BEGIN LISTED RECORDS

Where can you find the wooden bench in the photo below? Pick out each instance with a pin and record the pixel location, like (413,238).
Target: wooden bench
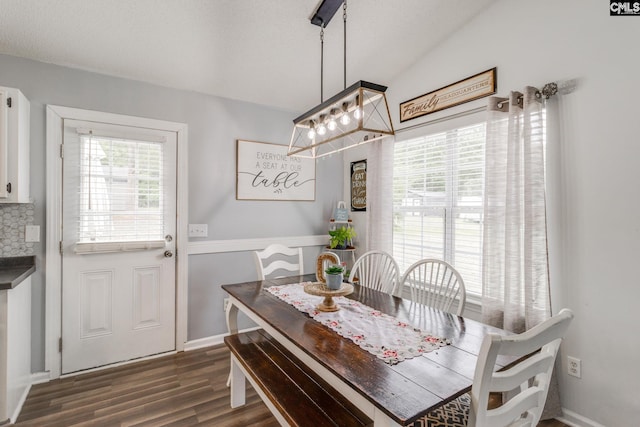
(295,395)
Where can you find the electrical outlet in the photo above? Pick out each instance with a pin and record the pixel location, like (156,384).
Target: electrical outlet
(574,367)
(198,230)
(31,233)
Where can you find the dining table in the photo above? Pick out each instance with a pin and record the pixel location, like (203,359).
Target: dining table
(390,392)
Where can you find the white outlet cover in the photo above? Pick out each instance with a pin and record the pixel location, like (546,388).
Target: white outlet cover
(32,233)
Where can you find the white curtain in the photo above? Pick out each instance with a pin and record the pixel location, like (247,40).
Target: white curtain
(515,282)
(515,288)
(379,195)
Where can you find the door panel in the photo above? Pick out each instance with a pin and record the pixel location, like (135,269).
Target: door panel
(119,221)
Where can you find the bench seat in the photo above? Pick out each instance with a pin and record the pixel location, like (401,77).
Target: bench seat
(296,395)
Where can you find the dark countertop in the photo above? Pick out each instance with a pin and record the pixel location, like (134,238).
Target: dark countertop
(13,270)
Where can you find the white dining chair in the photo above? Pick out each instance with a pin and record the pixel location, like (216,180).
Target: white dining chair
(436,283)
(527,379)
(376,270)
(277,259)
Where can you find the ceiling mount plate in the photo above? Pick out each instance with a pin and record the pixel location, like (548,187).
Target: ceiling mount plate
(325,12)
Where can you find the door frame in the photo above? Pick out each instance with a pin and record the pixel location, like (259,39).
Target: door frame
(53,289)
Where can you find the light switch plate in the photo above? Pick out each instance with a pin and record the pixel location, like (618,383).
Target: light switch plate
(31,233)
(198,230)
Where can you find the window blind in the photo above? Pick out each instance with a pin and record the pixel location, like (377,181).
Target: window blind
(120,192)
(437,199)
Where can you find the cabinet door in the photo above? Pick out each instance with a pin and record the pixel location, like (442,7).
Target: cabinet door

END LISTED RECORDS

The required output is the lines from the one holding "Where can you find the cabinet" through the last line of the entries above, copied exactly.

### ANSWER SPACE:
Where can you find the cabinet door in the photo above? Pick out each instance with a pin and record the pixel location, like (442,7).
Target: cabinet door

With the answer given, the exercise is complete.